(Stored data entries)
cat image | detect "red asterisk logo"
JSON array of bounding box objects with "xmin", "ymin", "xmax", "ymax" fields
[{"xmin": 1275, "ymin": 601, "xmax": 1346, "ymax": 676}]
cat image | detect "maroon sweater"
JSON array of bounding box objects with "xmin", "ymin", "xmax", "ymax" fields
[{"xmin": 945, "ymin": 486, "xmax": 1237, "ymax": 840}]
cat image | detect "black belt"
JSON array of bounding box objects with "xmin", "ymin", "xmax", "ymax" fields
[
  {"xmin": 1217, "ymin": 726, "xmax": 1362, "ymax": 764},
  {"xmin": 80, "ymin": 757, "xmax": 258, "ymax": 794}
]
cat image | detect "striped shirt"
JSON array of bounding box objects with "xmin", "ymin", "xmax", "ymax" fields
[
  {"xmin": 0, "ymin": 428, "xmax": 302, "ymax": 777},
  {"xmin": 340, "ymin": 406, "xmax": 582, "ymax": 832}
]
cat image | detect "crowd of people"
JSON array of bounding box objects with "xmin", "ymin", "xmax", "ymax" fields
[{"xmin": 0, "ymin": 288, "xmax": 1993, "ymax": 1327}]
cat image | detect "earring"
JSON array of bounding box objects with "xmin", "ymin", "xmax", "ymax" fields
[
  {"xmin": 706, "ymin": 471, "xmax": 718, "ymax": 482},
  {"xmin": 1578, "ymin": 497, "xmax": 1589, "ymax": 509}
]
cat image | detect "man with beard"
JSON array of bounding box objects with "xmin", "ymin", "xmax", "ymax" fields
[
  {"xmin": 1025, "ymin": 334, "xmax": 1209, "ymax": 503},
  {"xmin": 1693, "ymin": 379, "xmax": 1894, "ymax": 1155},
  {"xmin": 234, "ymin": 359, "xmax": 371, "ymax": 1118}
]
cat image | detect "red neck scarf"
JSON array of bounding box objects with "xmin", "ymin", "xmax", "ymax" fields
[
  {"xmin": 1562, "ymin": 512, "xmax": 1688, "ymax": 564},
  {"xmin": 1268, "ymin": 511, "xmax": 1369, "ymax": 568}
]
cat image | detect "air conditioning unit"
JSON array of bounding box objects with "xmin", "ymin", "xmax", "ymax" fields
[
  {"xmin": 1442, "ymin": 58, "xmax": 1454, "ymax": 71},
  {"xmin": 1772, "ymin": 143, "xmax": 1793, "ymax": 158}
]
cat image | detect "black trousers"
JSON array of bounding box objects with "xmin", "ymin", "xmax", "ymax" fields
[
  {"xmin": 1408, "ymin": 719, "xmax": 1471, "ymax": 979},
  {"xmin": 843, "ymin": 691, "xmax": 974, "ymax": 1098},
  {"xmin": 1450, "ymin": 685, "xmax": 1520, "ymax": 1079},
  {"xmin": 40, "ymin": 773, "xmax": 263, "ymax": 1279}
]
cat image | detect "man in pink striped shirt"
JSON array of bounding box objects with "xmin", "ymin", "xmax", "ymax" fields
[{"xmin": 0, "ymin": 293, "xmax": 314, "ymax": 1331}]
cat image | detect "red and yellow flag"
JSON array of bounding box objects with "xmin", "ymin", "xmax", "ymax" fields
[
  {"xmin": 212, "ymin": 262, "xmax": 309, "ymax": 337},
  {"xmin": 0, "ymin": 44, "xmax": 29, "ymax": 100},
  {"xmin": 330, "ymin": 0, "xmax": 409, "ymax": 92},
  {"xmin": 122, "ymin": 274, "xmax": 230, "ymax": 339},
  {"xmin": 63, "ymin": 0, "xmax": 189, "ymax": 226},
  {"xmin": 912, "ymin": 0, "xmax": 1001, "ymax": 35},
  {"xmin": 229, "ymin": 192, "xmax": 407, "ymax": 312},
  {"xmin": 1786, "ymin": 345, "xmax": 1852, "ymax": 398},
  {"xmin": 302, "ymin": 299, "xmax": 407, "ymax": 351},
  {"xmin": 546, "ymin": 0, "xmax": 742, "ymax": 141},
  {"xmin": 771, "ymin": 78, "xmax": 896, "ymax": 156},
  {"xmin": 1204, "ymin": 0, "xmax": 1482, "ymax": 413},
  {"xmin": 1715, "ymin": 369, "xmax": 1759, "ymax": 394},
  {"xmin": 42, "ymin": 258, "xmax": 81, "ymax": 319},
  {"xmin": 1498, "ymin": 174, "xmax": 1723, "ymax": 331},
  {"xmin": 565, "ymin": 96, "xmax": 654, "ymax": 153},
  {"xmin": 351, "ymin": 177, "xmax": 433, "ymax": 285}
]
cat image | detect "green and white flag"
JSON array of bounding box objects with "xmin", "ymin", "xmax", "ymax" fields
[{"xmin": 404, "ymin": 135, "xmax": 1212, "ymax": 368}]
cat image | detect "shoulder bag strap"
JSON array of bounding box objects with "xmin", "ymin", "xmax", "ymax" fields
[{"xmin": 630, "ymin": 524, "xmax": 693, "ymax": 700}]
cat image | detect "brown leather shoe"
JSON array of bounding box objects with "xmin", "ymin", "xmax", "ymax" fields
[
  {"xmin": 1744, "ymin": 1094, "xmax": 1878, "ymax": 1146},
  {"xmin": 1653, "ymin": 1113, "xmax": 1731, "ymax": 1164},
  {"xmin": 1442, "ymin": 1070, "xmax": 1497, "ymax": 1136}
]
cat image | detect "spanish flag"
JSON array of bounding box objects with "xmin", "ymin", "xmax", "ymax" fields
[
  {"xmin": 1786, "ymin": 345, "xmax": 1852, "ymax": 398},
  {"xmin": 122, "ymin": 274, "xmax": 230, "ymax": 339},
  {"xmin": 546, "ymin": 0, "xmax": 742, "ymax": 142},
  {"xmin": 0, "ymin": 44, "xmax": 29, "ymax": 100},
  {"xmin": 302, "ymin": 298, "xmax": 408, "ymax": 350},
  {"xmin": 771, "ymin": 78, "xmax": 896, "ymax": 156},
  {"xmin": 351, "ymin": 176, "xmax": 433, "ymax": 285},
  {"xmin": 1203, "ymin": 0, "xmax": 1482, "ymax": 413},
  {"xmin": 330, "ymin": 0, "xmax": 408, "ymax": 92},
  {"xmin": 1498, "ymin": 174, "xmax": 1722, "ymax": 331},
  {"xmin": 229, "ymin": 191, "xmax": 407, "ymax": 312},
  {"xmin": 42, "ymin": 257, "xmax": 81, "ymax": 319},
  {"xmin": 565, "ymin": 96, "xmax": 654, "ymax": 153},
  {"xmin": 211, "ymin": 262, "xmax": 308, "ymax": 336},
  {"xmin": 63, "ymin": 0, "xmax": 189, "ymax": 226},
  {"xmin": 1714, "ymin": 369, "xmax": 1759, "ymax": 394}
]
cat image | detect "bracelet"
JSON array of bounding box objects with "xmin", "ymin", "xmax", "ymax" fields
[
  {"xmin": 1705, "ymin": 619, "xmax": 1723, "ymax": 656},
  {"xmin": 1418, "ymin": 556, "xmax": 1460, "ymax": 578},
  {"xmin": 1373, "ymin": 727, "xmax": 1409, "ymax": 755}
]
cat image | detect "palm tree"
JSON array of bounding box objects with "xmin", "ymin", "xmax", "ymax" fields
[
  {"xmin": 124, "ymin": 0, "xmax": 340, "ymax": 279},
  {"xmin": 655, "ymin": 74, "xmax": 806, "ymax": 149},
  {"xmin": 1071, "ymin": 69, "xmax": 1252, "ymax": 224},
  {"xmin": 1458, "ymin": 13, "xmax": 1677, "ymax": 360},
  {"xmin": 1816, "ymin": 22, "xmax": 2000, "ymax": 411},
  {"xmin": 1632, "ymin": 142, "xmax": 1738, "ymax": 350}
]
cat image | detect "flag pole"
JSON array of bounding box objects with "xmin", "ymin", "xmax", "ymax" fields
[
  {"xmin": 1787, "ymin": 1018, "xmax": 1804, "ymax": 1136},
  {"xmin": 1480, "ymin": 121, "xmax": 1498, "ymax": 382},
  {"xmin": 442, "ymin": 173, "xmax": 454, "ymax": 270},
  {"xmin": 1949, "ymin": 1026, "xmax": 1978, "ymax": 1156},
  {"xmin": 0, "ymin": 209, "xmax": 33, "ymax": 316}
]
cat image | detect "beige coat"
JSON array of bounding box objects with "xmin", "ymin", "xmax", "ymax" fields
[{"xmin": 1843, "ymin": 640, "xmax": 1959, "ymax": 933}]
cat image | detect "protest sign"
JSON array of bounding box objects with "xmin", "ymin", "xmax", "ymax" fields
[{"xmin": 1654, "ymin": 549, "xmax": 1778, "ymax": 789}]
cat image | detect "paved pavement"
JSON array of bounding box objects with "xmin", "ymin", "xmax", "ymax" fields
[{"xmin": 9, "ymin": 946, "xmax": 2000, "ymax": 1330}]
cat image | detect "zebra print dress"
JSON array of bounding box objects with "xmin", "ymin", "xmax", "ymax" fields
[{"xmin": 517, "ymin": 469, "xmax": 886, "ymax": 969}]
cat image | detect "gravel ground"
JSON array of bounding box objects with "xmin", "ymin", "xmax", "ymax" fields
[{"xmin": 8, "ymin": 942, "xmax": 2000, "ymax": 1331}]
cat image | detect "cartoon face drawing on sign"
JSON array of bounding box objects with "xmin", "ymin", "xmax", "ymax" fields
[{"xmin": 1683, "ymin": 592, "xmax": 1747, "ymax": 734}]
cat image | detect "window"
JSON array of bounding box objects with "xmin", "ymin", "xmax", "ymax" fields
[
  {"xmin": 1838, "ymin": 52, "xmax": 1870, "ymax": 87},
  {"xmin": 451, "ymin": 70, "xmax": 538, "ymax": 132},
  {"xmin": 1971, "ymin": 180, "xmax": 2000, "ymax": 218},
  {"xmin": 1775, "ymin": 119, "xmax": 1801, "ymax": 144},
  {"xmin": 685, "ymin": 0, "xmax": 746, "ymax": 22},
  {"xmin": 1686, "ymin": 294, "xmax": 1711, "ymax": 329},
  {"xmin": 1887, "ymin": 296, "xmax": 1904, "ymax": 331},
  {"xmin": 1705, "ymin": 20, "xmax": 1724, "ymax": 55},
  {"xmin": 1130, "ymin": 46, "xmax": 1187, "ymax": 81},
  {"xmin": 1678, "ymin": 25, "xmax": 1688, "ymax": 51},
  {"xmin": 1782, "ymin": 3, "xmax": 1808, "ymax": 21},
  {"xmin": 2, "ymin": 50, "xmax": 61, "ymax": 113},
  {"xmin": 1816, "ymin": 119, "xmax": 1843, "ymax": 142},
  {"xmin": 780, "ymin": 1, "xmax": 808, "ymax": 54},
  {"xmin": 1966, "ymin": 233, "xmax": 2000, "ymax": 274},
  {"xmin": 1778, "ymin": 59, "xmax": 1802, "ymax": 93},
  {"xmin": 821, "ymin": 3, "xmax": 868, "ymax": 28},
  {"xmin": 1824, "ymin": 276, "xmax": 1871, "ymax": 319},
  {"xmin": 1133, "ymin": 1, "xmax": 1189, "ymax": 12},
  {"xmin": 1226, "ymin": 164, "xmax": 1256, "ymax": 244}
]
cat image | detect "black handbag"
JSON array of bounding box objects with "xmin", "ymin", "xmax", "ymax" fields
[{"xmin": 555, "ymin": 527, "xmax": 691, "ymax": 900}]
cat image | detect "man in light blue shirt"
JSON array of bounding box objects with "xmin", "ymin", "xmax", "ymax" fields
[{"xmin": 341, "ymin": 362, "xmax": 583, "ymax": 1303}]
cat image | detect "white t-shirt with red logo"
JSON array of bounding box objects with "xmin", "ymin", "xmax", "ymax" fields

WHAT IS REQUIRED:
Only one number is wanted: how many lines in the records above contain the string "white".

EXPECTED OUTPUT:
2